É importante lembrar que Colatto é o autor de emenda contida na Lei 13.301/2016 que permite a pulverização aérea de inseticidas em áreas urbanas.


No texto da lei da caça, Valdir Colatto propõe a criação de reservas de caça dentro de propriedades privadas. Em sua opinião, isso ampliará a fonte de receitas dos proprietários e não prejudicará a fauna porque as espécies ameaçadas de extinção serão excluídas da licença de caça. As demais, até conseguirem acesso à categoria de “quase extintas”, passarão a ser “manejadas” para o exercício do esporte.


O deputado usa o exemplo do javali, do morcego, do pombo, cuja matança entende necessária para o bem do agronegócio, que estaria sendo por eles ameaçado. Omite os demais componentes da megafauna brasileira e ignora o fato de que os animais silvestres recebem este nome apenas porque são livres, e que devem ser protegidos exatamente porque cumprem funções ecológicas relevantes e ameaçadas.

:::::

- INSTRUÇÕES DO EXERCÍCIO:
1) De acordo com o texto sobre a lei da caça, que espécies ficariam fora da licença de caça?
2) Transcreva do texto sobre a lei da caça o trecho que vai de "O deputado usa" até "relevantes e ameaçadas.".

- TRECHO DOS DADOS:
:::::

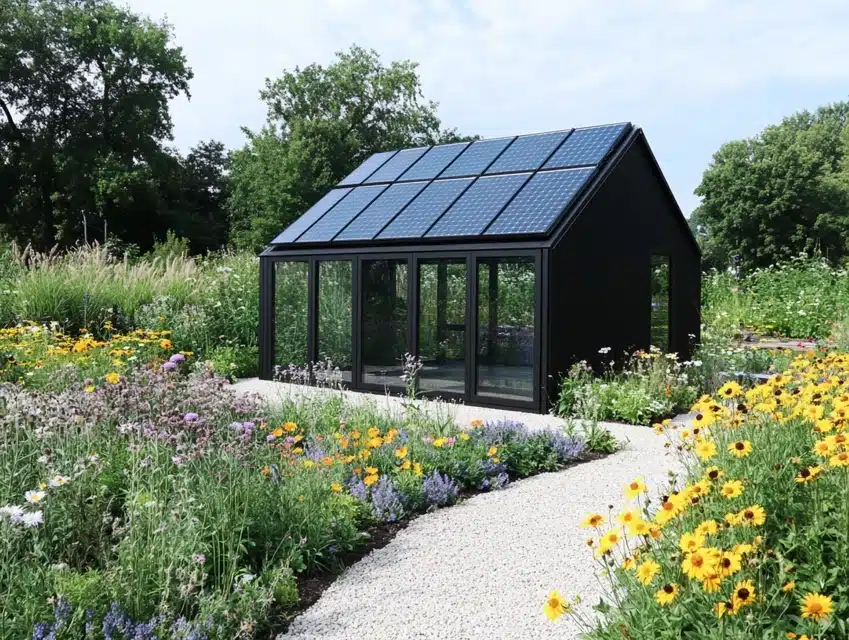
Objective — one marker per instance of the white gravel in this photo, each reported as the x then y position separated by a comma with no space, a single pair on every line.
483,568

:::::

- RESPOSTAS DO EXERCÍCIO:
1) As espécies ameaçadas de extinção.

2)
O deputado usa o exemplo do javali, do morcego, do pombo, cuja matança entende necessária para o bem do agronegócio, que estaria sendo por eles ameaçado. Omite os demais componentes da megafauna brasileira e ignora o fato de que os animais silvestres recebem este nome apenas porque são livres, e que devem ser protegidos exatamente porque cumprem funções ecológicas relevantes e ameaçadas.